→ PROVIDED TEXT:
* begin *
Back then, ‘awlays on’ felt like the only way to survive. Every problem became my problem. Every task felt urgent. I was context-switching so fast I’d forget what I’d even started an hour earlier. And when you live like that long enough, it becomes part of your identify. You start believing that being busy is the work.

Life has a way of forcing you to slow down, whether you want to or not. For me, it wasn’t one moment, it was a collection of them. health scares stopped me in my tracks. Becoming a parent and realising my kids didn’t care how many projects I was juggling, just whether I was actually there. Enough years in the trenches to see that chaos isn’t a sign of high performance, it’s a sign your systems aren’t working.

These days I work differently. I believe slow productivity beats chaos every time. Not slow as in lazy, but slow as in deliberate. Doing one thing well, seeing it through and moving on without leaving a trail of half-finished things behind. Building a rythm where deep work can actually happen, where priorities are clear and where the urgent doesn’t constnatly bulldoze the important.

That doesn’t mean chaos doesn’t happen anymore. It does. Something will break. A client will call with a crisis, a system will go down. When it happens, you deal with it. You do what you need to do to get it fixed, and then you go back to slow. The difference now is I don’t live in that heightended, firefighting mode like it’s the norm. Because it’s not; it’s surival mode. And if you say there long enough, it breaks you.

So if I could sit my younger self down and give them one operational life lesson, it would be this: if you’re constantly living in chaos, it’s not a sign you’re impotant, it’s a sign your systems need work. Build the foundation now, learn to slow down, and when things inevitablity hit the fan, hand it, and then reset. Your health, your team and your results will thank you for it.
* end *
→ GIVEN PROBLEM 1:
Answer these questions using the text on slow productivity.
(a) Because of context-switching so fast, what would the writer forget?
(b) According to the writer, what did the writer's kids care about?
(c) In the paragraph starting "Life has a way", what does the text call chaos a sign of?
→ GIVEN PROBLEM 2:
Turn the paragraph in the text on slow productivity that begins "These days I work differently" into a short list that keeps its main points.
→ GIVEN PROBLEM 3:
Does the text on slow productivity support each statement below? Answer yes or no and quote the words that decide it.
(a) The writer uses "slow" to mean lazy.
(b) A single moment made the writer slow down.
(c) The writer says chaos still happens.

[Data taken from a collection]
* begin *
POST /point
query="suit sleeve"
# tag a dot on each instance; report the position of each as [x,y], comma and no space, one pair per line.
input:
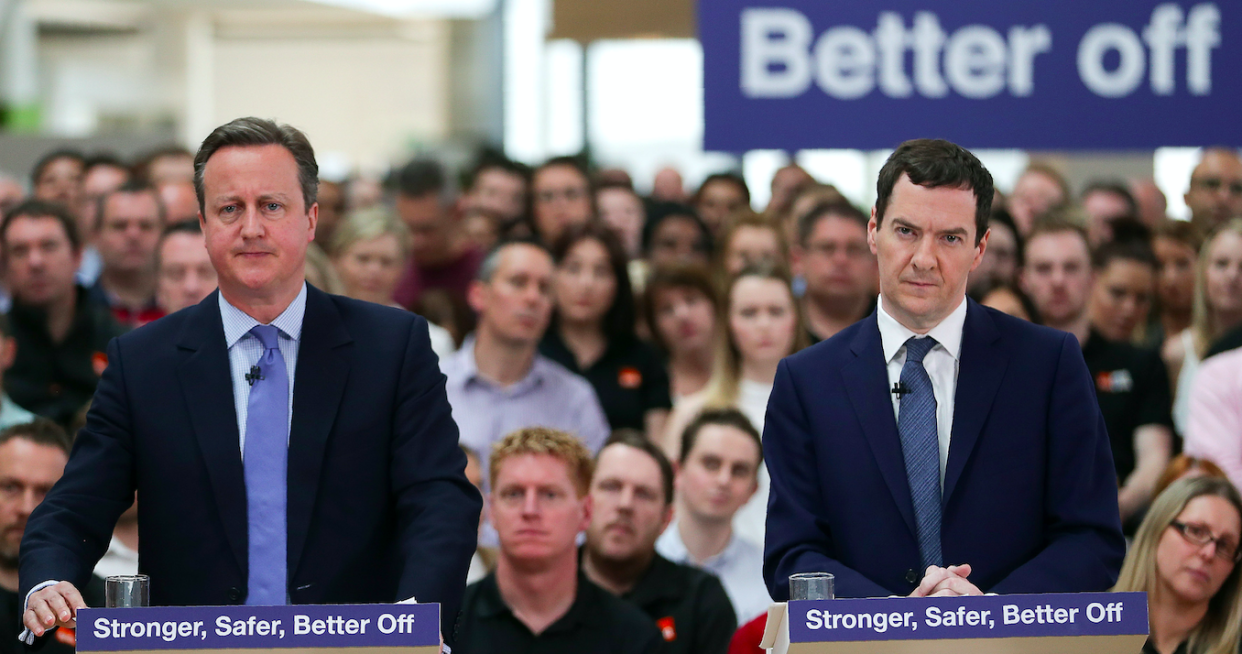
[797,536]
[1083,545]
[437,508]
[70,530]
* end *
→ FINAL ANSWER 1:
(a) What they had even started an hour earlier.
(b) Whether the writer was actually there, not how many projects the writer was juggling.
(c) A sign that your systems aren't working.

→ FINAL ANSWER 2:
- Slow productivity beats chaos every time.
- "Slow" means deliberate, not lazy.
- Do one thing well, see it through, and move on without leaving half-finished things behind.
- Build a rhythm where deep work can happen, priorities are clear, and the urgent doesn't keep bulldozing the important.

→ FINAL ANSWER 3:
(a) No: "Not slow as in lazy, but slow as in deliberate."
(b) No: "For me, it wasn’t one moment, it was a collection of them."
(c) Yes: "That doesn’t mean chaos doesn’t happen anymore. It does."